_MATERIAL FOR THE TASK_
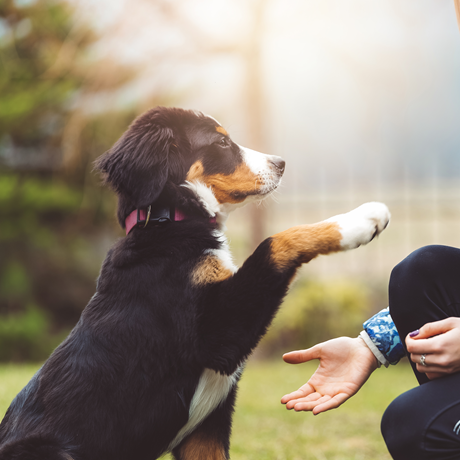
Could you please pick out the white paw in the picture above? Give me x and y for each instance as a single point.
(361, 225)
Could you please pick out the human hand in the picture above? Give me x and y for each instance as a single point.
(345, 365)
(440, 342)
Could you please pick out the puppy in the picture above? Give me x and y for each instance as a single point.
(154, 361)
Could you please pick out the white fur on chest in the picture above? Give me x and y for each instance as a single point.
(213, 388)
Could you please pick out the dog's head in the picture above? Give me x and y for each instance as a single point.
(167, 147)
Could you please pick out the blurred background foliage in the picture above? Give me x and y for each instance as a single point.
(53, 213)
(361, 99)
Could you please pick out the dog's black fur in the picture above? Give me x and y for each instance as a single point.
(167, 311)
(120, 386)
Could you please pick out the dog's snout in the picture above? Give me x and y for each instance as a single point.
(278, 163)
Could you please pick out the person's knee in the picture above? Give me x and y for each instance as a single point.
(401, 430)
(421, 267)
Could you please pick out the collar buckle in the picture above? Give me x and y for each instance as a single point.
(159, 214)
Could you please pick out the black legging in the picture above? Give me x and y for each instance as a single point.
(424, 423)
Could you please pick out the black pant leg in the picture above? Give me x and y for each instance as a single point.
(424, 423)
(425, 287)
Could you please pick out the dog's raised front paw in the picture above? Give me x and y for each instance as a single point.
(361, 225)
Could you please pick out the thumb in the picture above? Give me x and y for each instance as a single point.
(432, 329)
(302, 356)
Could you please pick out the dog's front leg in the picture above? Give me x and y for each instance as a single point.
(299, 245)
(211, 439)
(239, 309)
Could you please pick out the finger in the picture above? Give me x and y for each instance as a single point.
(435, 375)
(302, 392)
(310, 398)
(310, 405)
(424, 346)
(333, 403)
(434, 328)
(302, 356)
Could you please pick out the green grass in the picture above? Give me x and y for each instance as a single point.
(264, 430)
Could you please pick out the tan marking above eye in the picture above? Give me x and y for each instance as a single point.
(298, 245)
(210, 270)
(221, 130)
(195, 172)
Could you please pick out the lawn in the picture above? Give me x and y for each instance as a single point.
(264, 429)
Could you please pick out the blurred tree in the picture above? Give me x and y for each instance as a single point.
(48, 140)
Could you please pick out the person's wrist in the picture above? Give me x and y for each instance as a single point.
(374, 363)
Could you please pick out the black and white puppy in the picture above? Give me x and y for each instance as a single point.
(153, 364)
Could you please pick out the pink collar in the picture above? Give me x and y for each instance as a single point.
(131, 220)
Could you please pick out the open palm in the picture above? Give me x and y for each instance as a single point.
(345, 365)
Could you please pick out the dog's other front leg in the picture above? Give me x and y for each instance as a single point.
(211, 439)
(239, 309)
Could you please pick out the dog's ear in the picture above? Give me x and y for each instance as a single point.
(137, 166)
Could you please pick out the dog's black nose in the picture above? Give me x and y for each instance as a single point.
(279, 163)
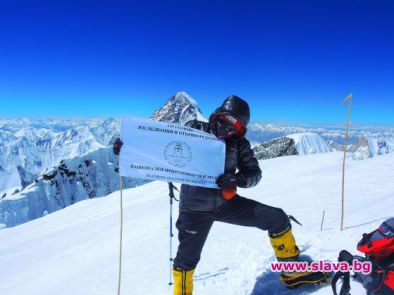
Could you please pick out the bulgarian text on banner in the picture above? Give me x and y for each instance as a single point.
(170, 152)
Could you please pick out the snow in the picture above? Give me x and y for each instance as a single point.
(309, 143)
(75, 250)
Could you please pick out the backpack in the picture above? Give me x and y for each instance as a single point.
(378, 247)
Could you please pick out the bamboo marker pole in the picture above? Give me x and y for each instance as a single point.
(348, 98)
(322, 221)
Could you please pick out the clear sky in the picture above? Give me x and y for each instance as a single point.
(293, 61)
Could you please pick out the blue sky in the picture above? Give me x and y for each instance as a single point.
(293, 61)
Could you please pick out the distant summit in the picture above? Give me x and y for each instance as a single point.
(180, 108)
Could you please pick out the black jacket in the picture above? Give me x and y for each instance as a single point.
(239, 155)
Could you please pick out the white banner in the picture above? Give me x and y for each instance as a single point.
(170, 152)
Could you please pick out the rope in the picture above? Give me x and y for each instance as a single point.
(121, 233)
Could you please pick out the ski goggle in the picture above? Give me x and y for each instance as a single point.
(228, 125)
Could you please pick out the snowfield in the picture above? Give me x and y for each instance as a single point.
(75, 250)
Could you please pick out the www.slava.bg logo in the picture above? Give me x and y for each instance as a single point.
(178, 153)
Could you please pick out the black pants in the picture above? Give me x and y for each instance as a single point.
(194, 227)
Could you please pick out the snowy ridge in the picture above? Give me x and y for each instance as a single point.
(180, 108)
(29, 147)
(80, 178)
(79, 245)
(309, 143)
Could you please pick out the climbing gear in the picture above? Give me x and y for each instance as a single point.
(171, 187)
(121, 233)
(284, 245)
(378, 247)
(183, 281)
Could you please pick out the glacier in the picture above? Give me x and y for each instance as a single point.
(75, 250)
(309, 143)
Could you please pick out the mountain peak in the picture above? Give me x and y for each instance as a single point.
(180, 108)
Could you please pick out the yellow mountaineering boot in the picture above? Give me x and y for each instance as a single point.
(284, 245)
(183, 281)
(286, 250)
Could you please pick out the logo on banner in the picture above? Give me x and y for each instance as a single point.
(178, 153)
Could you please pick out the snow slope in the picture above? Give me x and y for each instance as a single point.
(75, 250)
(309, 143)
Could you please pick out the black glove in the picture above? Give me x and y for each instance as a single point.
(227, 180)
(117, 146)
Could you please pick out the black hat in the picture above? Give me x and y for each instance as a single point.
(237, 107)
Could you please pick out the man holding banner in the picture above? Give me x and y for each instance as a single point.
(209, 187)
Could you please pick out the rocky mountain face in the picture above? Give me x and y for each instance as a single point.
(180, 108)
(309, 143)
(60, 162)
(29, 147)
(73, 180)
(279, 147)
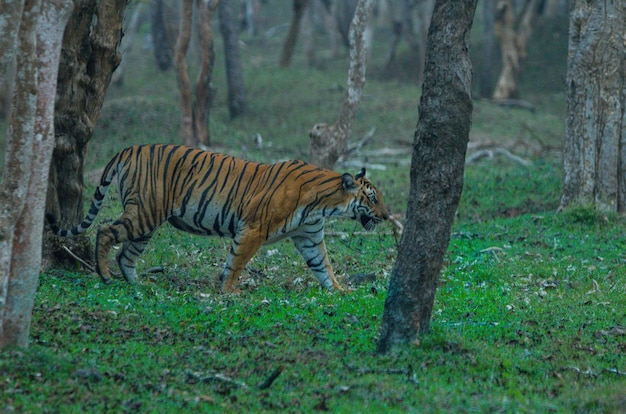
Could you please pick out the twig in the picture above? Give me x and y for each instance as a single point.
(84, 263)
(396, 223)
(390, 371)
(270, 380)
(217, 377)
(581, 372)
(493, 250)
(496, 151)
(359, 144)
(515, 103)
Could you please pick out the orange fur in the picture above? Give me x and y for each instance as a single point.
(206, 193)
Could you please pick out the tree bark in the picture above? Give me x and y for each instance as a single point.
(89, 56)
(487, 48)
(328, 142)
(594, 151)
(182, 73)
(205, 92)
(18, 160)
(294, 29)
(513, 33)
(437, 166)
(195, 115)
(38, 65)
(12, 10)
(237, 101)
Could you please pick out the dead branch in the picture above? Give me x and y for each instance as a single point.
(515, 103)
(216, 377)
(270, 380)
(359, 144)
(389, 371)
(78, 259)
(497, 151)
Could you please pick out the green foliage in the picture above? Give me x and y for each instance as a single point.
(530, 314)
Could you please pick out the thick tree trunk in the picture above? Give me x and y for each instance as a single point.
(594, 152)
(19, 295)
(205, 91)
(487, 48)
(437, 167)
(182, 73)
(513, 33)
(88, 59)
(9, 25)
(237, 102)
(328, 142)
(195, 114)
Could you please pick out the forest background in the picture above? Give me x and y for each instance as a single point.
(530, 310)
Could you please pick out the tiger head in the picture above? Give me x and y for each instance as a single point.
(366, 204)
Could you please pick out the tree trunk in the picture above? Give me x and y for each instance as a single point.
(328, 142)
(195, 115)
(294, 29)
(9, 25)
(41, 35)
(513, 33)
(437, 165)
(160, 40)
(237, 102)
(487, 48)
(88, 58)
(594, 151)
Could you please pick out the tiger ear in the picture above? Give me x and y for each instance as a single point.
(348, 183)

_EXERCISE GOAL_
Repeat the material above in full and exactly, omitting the pictures.

_EXERCISE ANSWER_
Could you please pick out the white paw in the picture above? Give me x and y for each instance as a single point.
(361, 225)
Could you please pick out the human hand in the picture above? Give me x and y for each instance as a single point.
(345, 365)
(440, 342)
Could you please pick out the puppy in the picture above? Give me x and y for each instance as a single point.
(154, 361)
Could you please pick out the white fur on chest in the picture above? Give me x and y for each instance as a single point.
(213, 388)
Could you please pick out the dog's head in the picture above? Give me x and y for each instance as a single point.
(167, 147)
Could you please pick out the blurred background foliage in the picture above? Give me x and y for each instance as a single point.
(53, 213)
(361, 99)
Could you please pick out the dog's black fur in the picture above? Give me x and y for each instance as a single point.
(167, 311)
(120, 386)
Could you please pick out the dog's snout in the picture above? Give me x and y for each instance as a single point.
(278, 163)
Could you please pick out the person's knee in the picture above? Give me x and y for each instance as a single point.
(401, 430)
(421, 267)
Could you please pick out the collar buckle in the picture above? Give me x and y for each instance as a single point.
(159, 214)
Could you please pick out the black legging in the picture above? Give me x and y for each instance as a single point.
(424, 423)
Could you please pick out the black pant leg in the picture above? Give me x and y for each instance as a single point.
(424, 423)
(425, 287)
Could you please pick out the dog's raised front paw in the picture above? Give me x and y for each instance as a single point.
(361, 225)
Could you please pick out the thumb in the picture above? Give me x and y for each instance as a single point.
(432, 329)
(302, 356)
Could you please pick out the dog's front leg in the picture above? Give me x and y for each instance as a single point.
(299, 245)
(211, 439)
(239, 309)
Could you please pick out the finger in the picture above? Give me x and y for each instance as a single point.
(435, 375)
(302, 392)
(310, 398)
(310, 405)
(424, 346)
(333, 403)
(434, 328)
(302, 356)
Could you please pick out the green grass in the picture above? Give me x and y for each instance as a single point.
(264, 430)
Could you please pick out the tan marking above eye in the picture above? Give me x and y for each instance as a single point.
(298, 245)
(210, 270)
(221, 130)
(195, 172)
Could you please pick out the lawn in the picture above? Give me x and y for each instance as a single point.
(264, 429)
Could you please pick out the blurred tree in the picture above? Give me x and y for each instance as a single point.
(48, 140)
Could you please pick out the person's wrist in the picture above? Give me x and y for each instance as a single point.
(374, 363)
Could you please pick out the black and white puppy in the picture above? Give me x and y for each instance as a single point.
(153, 364)
Could you please pick out the pink collar in the picture above? Give me x and y for each instance as a single point.
(131, 220)
Could you please pick out the open palm in the picture above? Give me x and y for each instance as a single point.
(345, 365)
Could you please pick out the dog's other front leg in the picture above? Give me x and y for each instance as a single point.
(211, 439)
(239, 309)
Could you please pick out the dog's ear in the picture above? Give me x and y for each instance as a single point.
(137, 166)
Could you please pick out the dog's black nose in the picture above? Give me x and y for each instance as a single point.
(279, 163)
Could you please pick out the bulgarian text on banner in the picture above? Give me x and y for each instance as a single point.
(170, 152)
Could you please pick out the snow in the picture above? Give me x and y for each instance as a single point.
(309, 143)
(75, 250)
Could you please pick out the backpack in the picture above? Give me x and y for each instance as a single point.
(378, 247)
Could you please pick out the bamboo marker pole in the picture above? Give me x and y for each instance as a single point.
(348, 98)
(322, 221)
Could you please pick out the clear sky in the picture above? Give me x and y for each instance as a single point.
(293, 61)
Could you please pick out the blue sky in the picture above? Give me x and y for each instance as a single point.
(293, 61)
Could you please pick out the distant summit in the picture above? Give me x and y for each instance as a single point.
(180, 108)
Could you please pick out the black jacket in the picture above? Give me x and y for each instance as a single point.
(239, 155)
Could you please pick out the white banner in the picture above? Give me x and y for each instance as a single point.
(170, 152)
Could you please pick out the rope in the picture above? Give me x and y for each instance as a single point.
(121, 233)
Could you please pick out the ski goggle in the picture above? Give me x and y for each instance as a single point.
(228, 125)
Could you please pick out the snowfield in the picture above? Give me x and y for each instance as a single point.
(75, 250)
Could you please pick out the www.slava.bg logo in the picture above? Give me x and y for each instance as a single point.
(178, 153)
Could you please pick out the black pants in the picture above? Give me x and y for each instance as a single point.
(194, 227)
Could you please pick out the snowy ridge in the picture above? Give me x and y for each instance as a single point.
(180, 108)
(29, 147)
(80, 178)
(79, 245)
(309, 143)
Could you please pick out the climbing gear in the picture above? Give me x and y for each instance as a single point.
(171, 187)
(121, 233)
(284, 245)
(378, 247)
(183, 281)
Could you please pick out the glacier in the picture above? Give me x and y for each instance as a single point.
(75, 250)
(309, 143)
Could you please pick out the mountain peak in the picture above? Give me x and y for each instance as a single point.
(180, 108)
Could you please pick out the yellow mountaineering boot in the picture above? Give me x and y for each instance as a single point.
(284, 245)
(183, 281)
(286, 250)
Could you please pick out the logo on banner in the picture above? Give me x and y for each instance as a single point.
(178, 153)
Could you please pick out the snow slope in the picture above? Give me x and y for each instance as a single point.
(75, 250)
(309, 143)
Could you please pick out the black glove in the picture above? Give me x and y for each instance as a single point.
(227, 180)
(117, 146)
Could you please pick out the black hat in the picture above? Give me x and y for each instance as a single point.
(237, 107)
Could you please pick out the man holding banner in the picture above? Give me x and y for each instance as a single point.
(209, 187)
Could you please pick out the rocky mountain face in the picture above? Give me x and y for each instance as a single point.
(180, 108)
(309, 143)
(60, 162)
(29, 147)
(73, 180)
(279, 147)
Could you please pick out the twig in the picture above? Give me x and y for each instance as a single point.
(84, 263)
(396, 223)
(390, 371)
(270, 380)
(217, 377)
(581, 372)
(493, 250)
(496, 151)
(359, 144)
(515, 103)
Could you please pick out the orange fur in the picture above? Give me x and y for each instance as a single point.
(206, 193)
Could you please pick out the tree bark in the picture above? Give me x and y for each instance as a single point.
(89, 56)
(487, 48)
(328, 142)
(594, 151)
(182, 73)
(205, 92)
(18, 160)
(294, 29)
(513, 33)
(437, 166)
(195, 115)
(38, 65)
(12, 10)
(237, 101)
Could you please pick out the dead branch in the picture above? Give me x and y for each instance as a single point.
(515, 103)
(216, 377)
(270, 380)
(359, 144)
(389, 371)
(78, 259)
(497, 151)
Could you please pick out the green foliage in the picture above? Give me x and y for each instance as a single point.
(530, 314)
Could you please pick out the thick tree trunk in the picture above? Give me x and y for each instance as a single point.
(594, 152)
(19, 295)
(205, 91)
(487, 48)
(437, 167)
(182, 73)
(513, 33)
(88, 59)
(9, 25)
(237, 102)
(328, 142)
(195, 114)
Could you please pick out the forest background in the picture above? Give me x and y for each instance as a single point.
(530, 310)
Could you please pick out the tiger head in the picture above? Give me x and y for each instance as a single point.
(366, 204)
Could you please pick out the tree trunk in the picture above? Give me x and y for each instance as a single point.
(328, 142)
(195, 115)
(294, 29)
(9, 25)
(41, 35)
(513, 33)
(437, 165)
(160, 40)
(237, 102)
(487, 48)
(88, 58)
(594, 151)
Could you please pick out the tiger ear in the picture above? Give me x and y for each instance as a single point.
(348, 183)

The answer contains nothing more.